== The request ==
Extract the line that contains "The response MUST carry one point per instance of the pale" and every line after it to the end of the records below, exactly as written and nothing else.

== Dataset extract ==
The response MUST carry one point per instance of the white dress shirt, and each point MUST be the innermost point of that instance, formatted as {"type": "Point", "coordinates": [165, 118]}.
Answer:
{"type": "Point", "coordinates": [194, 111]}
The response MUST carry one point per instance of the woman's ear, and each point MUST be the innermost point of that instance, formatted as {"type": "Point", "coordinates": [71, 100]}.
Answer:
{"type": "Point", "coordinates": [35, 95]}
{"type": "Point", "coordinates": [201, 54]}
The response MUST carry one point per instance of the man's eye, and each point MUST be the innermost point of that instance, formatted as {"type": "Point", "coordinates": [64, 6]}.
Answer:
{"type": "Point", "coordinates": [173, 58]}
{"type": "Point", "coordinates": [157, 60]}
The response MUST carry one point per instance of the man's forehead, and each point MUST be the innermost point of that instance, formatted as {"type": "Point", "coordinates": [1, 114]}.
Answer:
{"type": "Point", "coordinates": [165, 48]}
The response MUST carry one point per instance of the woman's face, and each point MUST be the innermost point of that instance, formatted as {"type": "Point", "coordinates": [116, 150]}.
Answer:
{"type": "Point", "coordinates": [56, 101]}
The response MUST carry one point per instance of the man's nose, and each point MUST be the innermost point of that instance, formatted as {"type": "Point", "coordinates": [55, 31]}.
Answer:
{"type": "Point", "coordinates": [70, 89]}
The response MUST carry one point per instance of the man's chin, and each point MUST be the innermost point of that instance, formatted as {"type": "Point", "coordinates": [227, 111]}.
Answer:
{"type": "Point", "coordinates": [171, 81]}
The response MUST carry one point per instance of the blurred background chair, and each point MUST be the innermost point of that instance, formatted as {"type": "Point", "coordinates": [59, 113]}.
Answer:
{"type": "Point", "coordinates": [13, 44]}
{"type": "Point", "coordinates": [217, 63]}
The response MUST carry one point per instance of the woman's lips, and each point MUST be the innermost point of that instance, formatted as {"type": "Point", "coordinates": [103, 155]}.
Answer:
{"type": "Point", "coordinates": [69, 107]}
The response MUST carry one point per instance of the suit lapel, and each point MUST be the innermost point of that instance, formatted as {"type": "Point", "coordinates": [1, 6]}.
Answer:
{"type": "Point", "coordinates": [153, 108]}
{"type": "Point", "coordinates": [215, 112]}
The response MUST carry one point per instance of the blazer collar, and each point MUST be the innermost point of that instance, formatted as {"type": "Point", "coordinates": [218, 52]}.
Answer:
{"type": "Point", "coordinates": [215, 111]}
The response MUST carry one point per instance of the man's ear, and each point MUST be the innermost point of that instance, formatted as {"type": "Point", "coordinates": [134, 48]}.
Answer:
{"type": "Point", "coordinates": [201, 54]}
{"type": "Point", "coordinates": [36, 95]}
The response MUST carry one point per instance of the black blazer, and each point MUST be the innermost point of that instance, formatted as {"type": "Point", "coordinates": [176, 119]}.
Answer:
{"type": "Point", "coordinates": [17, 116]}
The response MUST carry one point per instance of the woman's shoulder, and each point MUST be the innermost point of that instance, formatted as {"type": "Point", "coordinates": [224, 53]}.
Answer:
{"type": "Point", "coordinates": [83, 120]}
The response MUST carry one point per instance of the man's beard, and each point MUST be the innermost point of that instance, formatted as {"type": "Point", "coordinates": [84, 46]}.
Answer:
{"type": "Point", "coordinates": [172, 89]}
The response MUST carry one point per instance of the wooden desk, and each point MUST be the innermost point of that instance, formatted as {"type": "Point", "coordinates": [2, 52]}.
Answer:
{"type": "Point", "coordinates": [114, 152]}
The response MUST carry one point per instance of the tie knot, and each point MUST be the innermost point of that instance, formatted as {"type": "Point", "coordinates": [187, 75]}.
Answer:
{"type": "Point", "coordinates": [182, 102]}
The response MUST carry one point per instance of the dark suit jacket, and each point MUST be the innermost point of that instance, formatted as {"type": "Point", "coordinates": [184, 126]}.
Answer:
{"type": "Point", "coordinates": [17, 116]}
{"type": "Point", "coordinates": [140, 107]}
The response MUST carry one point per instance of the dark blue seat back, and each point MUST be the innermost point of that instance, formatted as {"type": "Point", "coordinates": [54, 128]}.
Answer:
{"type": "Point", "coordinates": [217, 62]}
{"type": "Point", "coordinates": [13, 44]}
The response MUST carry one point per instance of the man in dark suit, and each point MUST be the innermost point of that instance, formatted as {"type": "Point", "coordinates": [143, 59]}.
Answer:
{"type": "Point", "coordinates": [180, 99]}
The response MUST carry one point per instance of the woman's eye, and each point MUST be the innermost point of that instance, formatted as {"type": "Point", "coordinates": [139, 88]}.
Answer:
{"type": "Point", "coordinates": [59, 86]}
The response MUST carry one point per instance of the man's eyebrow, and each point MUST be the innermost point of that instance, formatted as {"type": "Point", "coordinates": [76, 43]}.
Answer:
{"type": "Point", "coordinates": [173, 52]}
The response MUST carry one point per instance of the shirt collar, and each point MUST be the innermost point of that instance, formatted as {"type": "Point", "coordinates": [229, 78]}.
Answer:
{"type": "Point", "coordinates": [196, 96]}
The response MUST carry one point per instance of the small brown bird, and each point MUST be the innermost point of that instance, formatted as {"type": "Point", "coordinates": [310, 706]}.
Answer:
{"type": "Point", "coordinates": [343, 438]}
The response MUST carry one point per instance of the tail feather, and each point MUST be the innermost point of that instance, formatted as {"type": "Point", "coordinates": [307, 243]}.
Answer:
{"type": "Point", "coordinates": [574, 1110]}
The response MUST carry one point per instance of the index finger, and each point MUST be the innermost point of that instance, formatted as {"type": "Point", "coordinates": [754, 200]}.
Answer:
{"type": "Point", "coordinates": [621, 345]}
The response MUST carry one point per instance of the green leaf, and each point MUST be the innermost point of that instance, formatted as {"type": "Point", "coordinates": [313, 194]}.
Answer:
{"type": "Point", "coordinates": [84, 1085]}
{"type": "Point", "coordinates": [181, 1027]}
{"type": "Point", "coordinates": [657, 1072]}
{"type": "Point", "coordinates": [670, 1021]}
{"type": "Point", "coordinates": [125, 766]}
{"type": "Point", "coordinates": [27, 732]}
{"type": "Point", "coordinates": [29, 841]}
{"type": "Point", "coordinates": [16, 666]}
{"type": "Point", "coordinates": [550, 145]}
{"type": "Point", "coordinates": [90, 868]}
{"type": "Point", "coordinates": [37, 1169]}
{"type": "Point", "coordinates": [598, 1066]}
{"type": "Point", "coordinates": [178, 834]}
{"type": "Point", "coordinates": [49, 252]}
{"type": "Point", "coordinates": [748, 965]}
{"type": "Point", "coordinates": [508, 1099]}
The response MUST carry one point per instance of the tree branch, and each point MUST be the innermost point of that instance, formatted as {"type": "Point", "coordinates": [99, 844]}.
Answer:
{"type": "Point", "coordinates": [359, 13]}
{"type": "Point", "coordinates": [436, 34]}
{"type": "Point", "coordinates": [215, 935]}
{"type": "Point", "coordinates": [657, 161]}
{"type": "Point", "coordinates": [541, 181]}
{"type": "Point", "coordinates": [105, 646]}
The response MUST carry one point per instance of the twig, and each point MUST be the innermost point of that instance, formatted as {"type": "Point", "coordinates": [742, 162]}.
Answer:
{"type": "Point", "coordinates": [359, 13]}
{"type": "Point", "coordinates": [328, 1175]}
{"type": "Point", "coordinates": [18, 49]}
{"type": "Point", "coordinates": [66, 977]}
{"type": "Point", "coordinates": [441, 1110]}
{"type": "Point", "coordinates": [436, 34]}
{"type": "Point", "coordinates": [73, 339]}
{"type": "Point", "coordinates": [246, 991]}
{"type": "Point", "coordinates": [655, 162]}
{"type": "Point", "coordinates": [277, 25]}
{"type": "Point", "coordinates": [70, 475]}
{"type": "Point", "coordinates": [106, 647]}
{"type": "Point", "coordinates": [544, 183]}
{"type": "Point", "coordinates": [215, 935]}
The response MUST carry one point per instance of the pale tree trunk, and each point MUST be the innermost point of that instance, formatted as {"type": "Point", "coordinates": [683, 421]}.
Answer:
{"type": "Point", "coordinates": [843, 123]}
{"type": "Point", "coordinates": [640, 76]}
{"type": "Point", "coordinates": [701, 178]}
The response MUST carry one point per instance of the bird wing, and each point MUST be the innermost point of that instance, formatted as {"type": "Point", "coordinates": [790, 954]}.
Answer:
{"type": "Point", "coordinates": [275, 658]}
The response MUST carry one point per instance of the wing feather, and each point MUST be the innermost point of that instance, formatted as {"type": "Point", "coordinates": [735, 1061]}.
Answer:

== Answer for the task ==
The response MUST carry one point per instance of the pale tree trunk, and each point MUST be the innermost point of that instance, formatted as {"type": "Point", "coordinates": [683, 421]}.
Answer:
{"type": "Point", "coordinates": [843, 123]}
{"type": "Point", "coordinates": [640, 76]}
{"type": "Point", "coordinates": [701, 178]}
The response MUST carry one point per instance of the bird wing, and each point MUST be the innermost point of that instance, formatted as {"type": "Point", "coordinates": [790, 954]}.
Answer:
{"type": "Point", "coordinates": [275, 658]}
The response MUST carry one point per instance of the wing feather, and each point MUST be the innermost point of that instance, formatted as {"type": "Point", "coordinates": [735, 1061]}.
Answer:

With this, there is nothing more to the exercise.